■ INSTRUCTIONS FOR THE TASK:
The word "earring" occurs in some lines of the listing. Copy those lines.

■ PROVIDED DATA:
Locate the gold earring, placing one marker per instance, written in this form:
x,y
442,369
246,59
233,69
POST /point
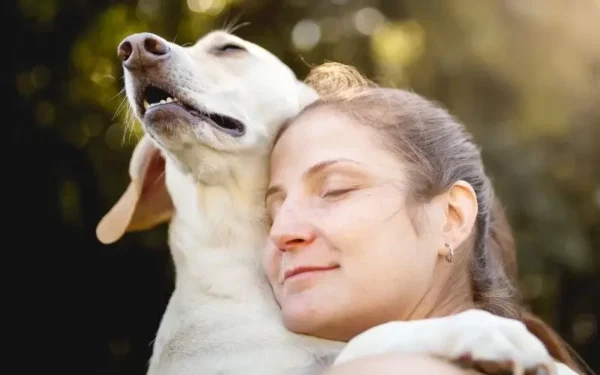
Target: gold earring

■ SOLUTION TO THE EXERCISE:
Locate the gold earring, placing one marker per instance, written in this form:
Target: gold earring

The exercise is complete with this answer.